Extracted data entries
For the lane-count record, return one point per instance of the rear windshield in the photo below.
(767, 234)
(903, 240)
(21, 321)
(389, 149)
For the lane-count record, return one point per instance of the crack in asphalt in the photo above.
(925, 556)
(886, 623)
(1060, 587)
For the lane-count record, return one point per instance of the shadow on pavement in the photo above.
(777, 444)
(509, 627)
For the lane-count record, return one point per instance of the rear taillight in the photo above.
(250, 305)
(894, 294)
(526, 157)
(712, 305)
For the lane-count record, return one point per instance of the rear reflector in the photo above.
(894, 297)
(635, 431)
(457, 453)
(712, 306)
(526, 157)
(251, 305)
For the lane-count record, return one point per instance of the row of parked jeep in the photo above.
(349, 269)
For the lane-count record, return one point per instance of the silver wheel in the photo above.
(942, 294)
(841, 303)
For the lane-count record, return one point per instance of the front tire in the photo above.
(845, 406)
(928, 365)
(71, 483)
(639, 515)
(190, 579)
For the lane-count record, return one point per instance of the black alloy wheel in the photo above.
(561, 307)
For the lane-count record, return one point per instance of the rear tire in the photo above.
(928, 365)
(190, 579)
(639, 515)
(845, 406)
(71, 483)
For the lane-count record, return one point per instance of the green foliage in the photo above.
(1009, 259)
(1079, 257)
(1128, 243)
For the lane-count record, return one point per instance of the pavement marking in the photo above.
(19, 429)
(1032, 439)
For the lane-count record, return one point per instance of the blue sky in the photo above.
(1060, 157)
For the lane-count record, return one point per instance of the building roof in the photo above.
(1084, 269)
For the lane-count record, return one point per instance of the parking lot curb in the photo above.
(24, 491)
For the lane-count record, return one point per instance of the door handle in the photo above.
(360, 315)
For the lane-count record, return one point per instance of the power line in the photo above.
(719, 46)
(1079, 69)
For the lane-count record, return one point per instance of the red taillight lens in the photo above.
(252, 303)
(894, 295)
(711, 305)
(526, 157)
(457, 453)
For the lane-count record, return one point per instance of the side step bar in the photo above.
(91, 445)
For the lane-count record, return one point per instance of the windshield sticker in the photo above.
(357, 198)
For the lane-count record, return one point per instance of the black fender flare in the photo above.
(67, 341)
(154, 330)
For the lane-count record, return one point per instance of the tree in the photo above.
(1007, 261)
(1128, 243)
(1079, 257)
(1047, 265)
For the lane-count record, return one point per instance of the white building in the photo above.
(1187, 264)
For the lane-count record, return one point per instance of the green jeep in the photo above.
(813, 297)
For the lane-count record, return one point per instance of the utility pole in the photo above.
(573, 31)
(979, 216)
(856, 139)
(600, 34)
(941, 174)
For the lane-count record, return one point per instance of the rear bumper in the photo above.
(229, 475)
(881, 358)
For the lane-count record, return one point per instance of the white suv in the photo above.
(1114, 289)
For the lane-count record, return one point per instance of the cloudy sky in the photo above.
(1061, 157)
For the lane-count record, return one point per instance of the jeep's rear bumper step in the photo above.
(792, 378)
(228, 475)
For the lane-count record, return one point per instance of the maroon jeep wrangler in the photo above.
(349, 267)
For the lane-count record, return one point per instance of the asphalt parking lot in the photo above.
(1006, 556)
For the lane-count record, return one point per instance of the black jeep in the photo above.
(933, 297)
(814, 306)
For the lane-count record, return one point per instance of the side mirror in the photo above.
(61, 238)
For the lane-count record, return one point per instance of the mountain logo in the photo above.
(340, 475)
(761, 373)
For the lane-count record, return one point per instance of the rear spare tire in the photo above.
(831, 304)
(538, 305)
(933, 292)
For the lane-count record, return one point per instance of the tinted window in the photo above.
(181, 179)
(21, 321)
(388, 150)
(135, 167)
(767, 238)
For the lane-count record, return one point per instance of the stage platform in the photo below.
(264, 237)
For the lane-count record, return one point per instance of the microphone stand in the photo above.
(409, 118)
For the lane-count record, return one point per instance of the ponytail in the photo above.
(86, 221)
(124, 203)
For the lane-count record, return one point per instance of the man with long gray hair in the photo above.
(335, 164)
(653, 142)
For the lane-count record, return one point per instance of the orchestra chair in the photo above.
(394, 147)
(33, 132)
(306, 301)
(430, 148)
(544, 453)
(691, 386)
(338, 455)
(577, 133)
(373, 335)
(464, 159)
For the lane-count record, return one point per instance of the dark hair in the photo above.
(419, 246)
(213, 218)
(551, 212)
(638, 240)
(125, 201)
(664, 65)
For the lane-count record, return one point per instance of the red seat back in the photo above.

**Work to be completed:** Retype the data exactly as given.

**Answer to this exercise:**
For the lane-count record, return one point per instance of the rear windshield in the photo below.
(767, 234)
(903, 240)
(21, 321)
(389, 149)
For the lane-count record, return one point per instance of the crack in asphalt in the photo above.
(925, 556)
(886, 623)
(1060, 587)
For the lane-count record, return one point per instance of the shadow on pavement in the photo above.
(777, 444)
(509, 627)
For the lane-count record, return one point per instance of the rear taillight in the photo above.
(250, 305)
(894, 294)
(526, 157)
(712, 305)
For the lane-count record, return one point per instance of the rear reflector in the photo above.
(894, 297)
(635, 431)
(457, 453)
(712, 306)
(526, 157)
(251, 305)
For the lane-count record, return one point per instance of the row of parked jeep in the photo above.
(349, 269)
For the lane-count record, return one point per instance of the silver wheel in the photo above.
(942, 294)
(841, 303)
For the lane-count record, return one point per instance of the front tire in the photo above.
(845, 406)
(928, 365)
(71, 483)
(639, 515)
(190, 579)
For the lane-count record, return one point per instance of the black alloy wheel in the photo above.
(561, 307)
For the lane-count record, return one point per instance of the rear tire in the photo above.
(928, 365)
(190, 579)
(639, 515)
(845, 406)
(71, 483)
For the lane-count record, return one point per instance of the green foliage in the photo above.
(1009, 259)
(1079, 257)
(1128, 243)
For the lane-count record, return one point per instance of the pavement marking in the photo above.
(19, 429)
(1032, 439)
For the lane-count record, return one point per instance of the blue sky in the photo above.
(1060, 157)
For the lane-count record, return one point per instance of the building roof in the photo above.
(1084, 269)
For the lane-count record, return one point per instance of the parking lot curb in the photo above.
(24, 491)
For the lane-count record, return one point per instance of the door handle in the photo above.
(360, 315)
For the lane-count record, return one point per instance of the power line in the photo above.
(719, 46)
(1079, 69)
For the lane-count record, return one point per instance of the red taillight lens in the photo above.
(252, 303)
(894, 295)
(711, 305)
(526, 157)
(457, 453)
For the lane-count record, return one point per instance of the side step bar in the photo above.
(91, 445)
For the lane-count record, return one point per instance of the windshield sticker in the photo above.
(357, 198)
For the lane-count record, return one point per instance of the black fender flare in the photo above.
(67, 341)
(154, 330)
For the lane-count record, return one point per instance of the tree in the photo above.
(1007, 261)
(1128, 243)
(1079, 257)
(1047, 265)
For the lane-count record, return one point per instance of the white building in the photo above.
(1187, 264)
For the lane-count record, return one point per instance of the green jeep in the photo above.
(813, 297)
For the lane-count record, return one point per instance of the utility pole in the photo above.
(573, 31)
(979, 216)
(856, 139)
(600, 34)
(941, 174)
For the lane-count record, return one point per instance of the rear bumper in the photo above.
(229, 475)
(881, 358)
For the lane-count record, return one point per instance of the white suv in the photo above.
(1114, 289)
For the lane-count record, return one point per instance of the cloudy sky in the photo above.
(1061, 157)
For the lane-count record, return one point per instance of the jeep's rear bumper step in the photo above.
(792, 378)
(228, 475)
For the lane-count record, return one point per instance of the maroon jeep wrangler in the photo above.
(349, 267)
For the lane-count record, return one point per instance of the asphalt parking lot in the photo above.
(1006, 556)
For the lane-count record, return one point per instance of the black jeep in the photo above.
(933, 297)
(814, 306)
For the lane-count record, return one point per instance of the side mirror in the photo above.
(61, 238)
For the lane-count record, return one point per instance of the mountain logo in the photo above.
(340, 475)
(761, 373)
For the lane-count record, return one point per instance of the rear spare tire in the photo above.
(831, 304)
(538, 305)
(933, 292)
For the lane-count record, return one point per instance of the tinted window in the photo above.
(181, 179)
(21, 321)
(388, 150)
(135, 167)
(767, 238)
For the lane-count record, return one point per instance of the stage platform in the photo below.
(264, 237)
For the lane-count record, return one point per instance of the microphone stand in the photo above.
(409, 118)
For the lane-count record, return one point per instance of the ponytail in the photo above.
(86, 221)
(124, 203)
For the lane-count record, return one point per instance of the man with long gray hair in the photo above.
(335, 164)
(653, 142)
For the lane-count record, return one point per instance of the orchestra chair in the photo above.
(394, 147)
(33, 132)
(306, 301)
(430, 148)
(544, 453)
(691, 386)
(338, 455)
(577, 133)
(373, 335)
(464, 159)
For the lane-count record, return one point per instance of the dark hair in the photo above.
(419, 246)
(213, 218)
(551, 212)
(638, 240)
(125, 201)
(664, 65)
For the lane-count record, return one point per instance of the red seat back in the photo above.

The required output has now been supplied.